Task description ▸
Please return the part of the forum thread about a low BUSCO score that runs from "--lineage_dataset chlorophyta_odb10 -m" up to and including "problem. Please help.", copied word for word.

Selected passage ▸
=== Begin Enclosure ===

Question

LOW BUSCO Score for De novo genome assembly

0

Entering edit mode

2.8 years ago

siu ▴ 160

Hi all, I am doing the de novo genome assembly of a species of Chlamydomonas. I have 100bp long paired Illumina reads and I have checked the coverage using

C = LN/G
G = genome size of Chlamydomonas reinhardtii
L = 100bp
N = Number of reads

I am getting 50x coverage this way. I have used fastp for quality trimming of reads and used soapdenovo, velvet, abyss and spades for de novo genome assemblies using kmer length (57,67,77,87) for each of them. By this way I have 16 assemblies. But when I am running busco for quality assessment of the assemblies using

--lineage_dataset chlorophyta_odb10 -m genome --cpu 16 --augustus_species chlamydomonas

I am getting very low busco score (with every assembly) like

C:18.2%[S:2.6%,D:15.6%],F:0.1%,M:81.7%,n:1519

I am unable to check where is the problem. Please help.

Thanks

illumina genome assembly reads rna-seq • 1.6k views

ADD COMMENT • link updated 2.8 years ago by samuel.a.odonnell ▴ 520 • written 2.8 years ago by siu ▴ 160

0

Entering edit mode

Even with the complexity of these species' genomes, that is a surprisingly low busco score... As below, an important stat would be your assembly size to see if there is a lot of material missing as suggested by the busco analysis Also, depending on the distance of your species to other Chlamydomonas species, you could try aligning your genome to one and seeing how much is covered?

=== End Enclosure ===

Excerpted records ▸
=== Begin Enclosure ===

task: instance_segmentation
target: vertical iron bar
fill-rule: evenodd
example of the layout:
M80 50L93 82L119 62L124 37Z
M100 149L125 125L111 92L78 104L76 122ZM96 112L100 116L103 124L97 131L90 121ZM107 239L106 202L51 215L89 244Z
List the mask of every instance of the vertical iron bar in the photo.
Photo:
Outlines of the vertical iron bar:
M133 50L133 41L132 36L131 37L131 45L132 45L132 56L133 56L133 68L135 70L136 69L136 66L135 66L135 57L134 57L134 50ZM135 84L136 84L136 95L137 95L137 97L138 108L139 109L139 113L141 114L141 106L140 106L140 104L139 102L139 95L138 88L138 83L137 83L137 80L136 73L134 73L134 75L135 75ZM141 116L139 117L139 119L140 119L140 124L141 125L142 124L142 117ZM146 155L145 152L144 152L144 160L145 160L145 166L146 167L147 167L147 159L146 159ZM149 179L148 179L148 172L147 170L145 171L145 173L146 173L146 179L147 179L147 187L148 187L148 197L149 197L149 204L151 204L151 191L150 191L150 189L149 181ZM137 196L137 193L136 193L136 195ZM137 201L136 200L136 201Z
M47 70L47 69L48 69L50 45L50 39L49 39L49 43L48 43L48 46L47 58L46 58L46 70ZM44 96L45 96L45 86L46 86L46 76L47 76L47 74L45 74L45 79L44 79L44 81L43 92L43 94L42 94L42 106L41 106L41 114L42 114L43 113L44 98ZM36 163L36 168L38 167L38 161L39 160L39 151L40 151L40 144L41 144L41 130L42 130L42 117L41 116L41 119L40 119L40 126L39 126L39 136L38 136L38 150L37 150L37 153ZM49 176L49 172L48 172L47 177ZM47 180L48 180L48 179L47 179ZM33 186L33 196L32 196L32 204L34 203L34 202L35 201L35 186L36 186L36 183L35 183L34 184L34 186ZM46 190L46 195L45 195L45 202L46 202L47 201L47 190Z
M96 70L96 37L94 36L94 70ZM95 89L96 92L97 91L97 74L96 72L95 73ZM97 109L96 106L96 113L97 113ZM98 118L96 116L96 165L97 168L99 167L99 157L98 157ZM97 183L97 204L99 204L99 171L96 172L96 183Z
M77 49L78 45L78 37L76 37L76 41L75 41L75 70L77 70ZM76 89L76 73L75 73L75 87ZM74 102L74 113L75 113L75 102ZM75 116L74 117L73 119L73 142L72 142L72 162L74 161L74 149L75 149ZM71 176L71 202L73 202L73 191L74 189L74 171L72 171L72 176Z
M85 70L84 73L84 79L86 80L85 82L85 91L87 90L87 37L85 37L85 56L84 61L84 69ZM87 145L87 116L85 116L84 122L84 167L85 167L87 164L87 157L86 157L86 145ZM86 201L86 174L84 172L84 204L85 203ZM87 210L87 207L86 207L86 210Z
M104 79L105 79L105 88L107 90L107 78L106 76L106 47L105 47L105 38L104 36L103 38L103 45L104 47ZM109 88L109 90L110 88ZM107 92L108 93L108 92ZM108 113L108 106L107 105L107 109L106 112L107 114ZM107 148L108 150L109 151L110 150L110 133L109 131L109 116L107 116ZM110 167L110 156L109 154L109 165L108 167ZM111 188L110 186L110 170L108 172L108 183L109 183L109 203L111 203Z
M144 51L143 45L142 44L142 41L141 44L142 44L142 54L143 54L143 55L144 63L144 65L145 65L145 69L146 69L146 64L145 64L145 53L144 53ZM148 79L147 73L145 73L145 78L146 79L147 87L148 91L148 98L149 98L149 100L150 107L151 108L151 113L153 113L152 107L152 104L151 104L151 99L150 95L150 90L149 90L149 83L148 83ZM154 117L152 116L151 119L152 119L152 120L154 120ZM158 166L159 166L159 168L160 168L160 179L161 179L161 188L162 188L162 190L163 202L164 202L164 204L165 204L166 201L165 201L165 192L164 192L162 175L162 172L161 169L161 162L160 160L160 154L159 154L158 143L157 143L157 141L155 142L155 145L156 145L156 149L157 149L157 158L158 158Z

=== End Enclosure ===

Answer area ▸
--lineage_dataset chlorophyta_odb10 -m genome --cpu 16 --augustus_species chlamydomonas

I am getting very low busco score (with every assembly) like

C:18.2%[S:2.6%,D:15.6%],F:0.1%,M:81.7%,n:1519

I am unable to check where is the problem. Please help.